Can you swap "reflection" for "mirror image" in the records, starting at the line that contains "by the water" and stopping after the last of the records, and give those lines again with nothing else changed?

** Start Records shown **

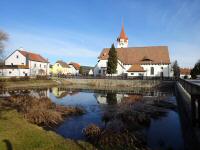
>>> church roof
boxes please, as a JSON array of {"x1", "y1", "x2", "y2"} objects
[
  {"x1": 118, "y1": 24, "x2": 128, "y2": 40},
  {"x1": 98, "y1": 46, "x2": 170, "y2": 65},
  {"x1": 128, "y1": 64, "x2": 145, "y2": 72}
]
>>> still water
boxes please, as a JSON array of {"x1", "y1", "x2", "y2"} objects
[{"x1": 1, "y1": 87, "x2": 184, "y2": 150}]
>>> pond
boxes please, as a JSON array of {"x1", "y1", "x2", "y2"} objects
[{"x1": 1, "y1": 87, "x2": 185, "y2": 150}]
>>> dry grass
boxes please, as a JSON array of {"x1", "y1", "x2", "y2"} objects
[{"x1": 3, "y1": 96, "x2": 84, "y2": 127}]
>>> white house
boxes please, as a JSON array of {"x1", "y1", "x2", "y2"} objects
[
  {"x1": 50, "y1": 60, "x2": 71, "y2": 75},
  {"x1": 94, "y1": 23, "x2": 173, "y2": 77},
  {"x1": 180, "y1": 68, "x2": 191, "y2": 79},
  {"x1": 69, "y1": 62, "x2": 80, "y2": 75},
  {"x1": 0, "y1": 48, "x2": 49, "y2": 76}
]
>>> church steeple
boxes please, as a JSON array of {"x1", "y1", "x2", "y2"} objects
[{"x1": 117, "y1": 23, "x2": 128, "y2": 48}]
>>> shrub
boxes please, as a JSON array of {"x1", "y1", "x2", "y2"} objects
[
  {"x1": 36, "y1": 75, "x2": 49, "y2": 80},
  {"x1": 9, "y1": 96, "x2": 83, "y2": 127},
  {"x1": 10, "y1": 77, "x2": 18, "y2": 82},
  {"x1": 83, "y1": 124, "x2": 101, "y2": 142}
]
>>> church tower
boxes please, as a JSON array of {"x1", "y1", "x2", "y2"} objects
[{"x1": 117, "y1": 24, "x2": 128, "y2": 48}]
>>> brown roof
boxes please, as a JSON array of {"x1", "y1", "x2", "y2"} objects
[
  {"x1": 180, "y1": 68, "x2": 191, "y2": 75},
  {"x1": 128, "y1": 64, "x2": 145, "y2": 72},
  {"x1": 0, "y1": 65, "x2": 29, "y2": 69},
  {"x1": 117, "y1": 24, "x2": 128, "y2": 41},
  {"x1": 69, "y1": 62, "x2": 81, "y2": 70},
  {"x1": 99, "y1": 46, "x2": 170, "y2": 64},
  {"x1": 19, "y1": 50, "x2": 48, "y2": 63},
  {"x1": 56, "y1": 60, "x2": 70, "y2": 68}
]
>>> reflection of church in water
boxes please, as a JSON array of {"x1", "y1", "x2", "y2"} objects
[
  {"x1": 94, "y1": 91, "x2": 172, "y2": 104},
  {"x1": 94, "y1": 93, "x2": 142, "y2": 104}
]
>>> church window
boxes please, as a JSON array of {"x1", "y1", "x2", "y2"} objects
[{"x1": 151, "y1": 67, "x2": 154, "y2": 75}]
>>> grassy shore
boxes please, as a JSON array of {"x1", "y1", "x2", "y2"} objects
[
  {"x1": 0, "y1": 110, "x2": 94, "y2": 150},
  {"x1": 3, "y1": 80, "x2": 58, "y2": 89}
]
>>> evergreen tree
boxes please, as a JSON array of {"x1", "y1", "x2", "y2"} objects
[
  {"x1": 173, "y1": 60, "x2": 180, "y2": 79},
  {"x1": 190, "y1": 60, "x2": 200, "y2": 79},
  {"x1": 107, "y1": 44, "x2": 117, "y2": 75}
]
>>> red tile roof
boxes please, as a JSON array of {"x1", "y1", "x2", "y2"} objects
[
  {"x1": 180, "y1": 68, "x2": 191, "y2": 75},
  {"x1": 128, "y1": 64, "x2": 145, "y2": 72},
  {"x1": 56, "y1": 60, "x2": 70, "y2": 68},
  {"x1": 19, "y1": 50, "x2": 48, "y2": 63},
  {"x1": 98, "y1": 46, "x2": 170, "y2": 65},
  {"x1": 69, "y1": 62, "x2": 81, "y2": 70}
]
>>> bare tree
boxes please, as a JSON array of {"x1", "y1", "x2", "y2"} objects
[{"x1": 0, "y1": 30, "x2": 8, "y2": 61}]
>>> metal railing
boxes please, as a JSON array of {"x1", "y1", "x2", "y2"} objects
[{"x1": 178, "y1": 78, "x2": 200, "y2": 95}]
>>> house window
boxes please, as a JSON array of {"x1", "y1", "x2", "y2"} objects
[{"x1": 151, "y1": 67, "x2": 154, "y2": 75}]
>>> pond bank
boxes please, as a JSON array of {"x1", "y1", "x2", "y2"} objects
[
  {"x1": 0, "y1": 78, "x2": 165, "y2": 91},
  {"x1": 0, "y1": 110, "x2": 94, "y2": 150}
]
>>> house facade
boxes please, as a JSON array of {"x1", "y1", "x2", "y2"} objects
[
  {"x1": 50, "y1": 60, "x2": 71, "y2": 75},
  {"x1": 69, "y1": 62, "x2": 81, "y2": 75},
  {"x1": 94, "y1": 23, "x2": 173, "y2": 77},
  {"x1": 0, "y1": 48, "x2": 49, "y2": 77},
  {"x1": 180, "y1": 68, "x2": 191, "y2": 79}
]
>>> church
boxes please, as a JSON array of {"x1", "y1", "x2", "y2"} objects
[{"x1": 94, "y1": 25, "x2": 173, "y2": 77}]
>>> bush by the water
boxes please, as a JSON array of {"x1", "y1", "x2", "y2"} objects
[
  {"x1": 83, "y1": 124, "x2": 147, "y2": 150},
  {"x1": 4, "y1": 96, "x2": 84, "y2": 127},
  {"x1": 83, "y1": 124, "x2": 101, "y2": 142}
]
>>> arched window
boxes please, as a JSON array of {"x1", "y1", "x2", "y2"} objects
[{"x1": 151, "y1": 67, "x2": 154, "y2": 75}]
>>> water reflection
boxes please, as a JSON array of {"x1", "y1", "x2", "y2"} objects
[{"x1": 0, "y1": 87, "x2": 184, "y2": 149}]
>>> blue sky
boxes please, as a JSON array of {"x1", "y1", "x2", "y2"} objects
[{"x1": 0, "y1": 0, "x2": 200, "y2": 67}]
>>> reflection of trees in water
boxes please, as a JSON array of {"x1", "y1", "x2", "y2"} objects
[
  {"x1": 51, "y1": 87, "x2": 79, "y2": 99},
  {"x1": 106, "y1": 92, "x2": 117, "y2": 105}
]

** End Records shown **

— Answer below —
>>> bush by the water
boxes please, as a JSON array of {"x1", "y1", "x2", "y2"} objects
[
  {"x1": 83, "y1": 124, "x2": 147, "y2": 150},
  {"x1": 4, "y1": 96, "x2": 84, "y2": 127},
  {"x1": 83, "y1": 124, "x2": 101, "y2": 142}
]
>>> arched window
boxes please, as a JSON array of {"x1", "y1", "x2", "y2"} objects
[{"x1": 151, "y1": 67, "x2": 154, "y2": 75}]
>>> water mirror image
boxes please, as a JSON array of {"x1", "y1", "x2", "y2"} objects
[{"x1": 0, "y1": 87, "x2": 184, "y2": 149}]
>>> blue sky
boxes please, as a JSON array of {"x1", "y1", "x2", "y2"} objects
[{"x1": 0, "y1": 0, "x2": 200, "y2": 67}]
>>> mirror image of trees in water
boxes please, as a JSON array of {"x1", "y1", "x2", "y2"} objects
[
  {"x1": 51, "y1": 87, "x2": 79, "y2": 99},
  {"x1": 106, "y1": 92, "x2": 117, "y2": 105}
]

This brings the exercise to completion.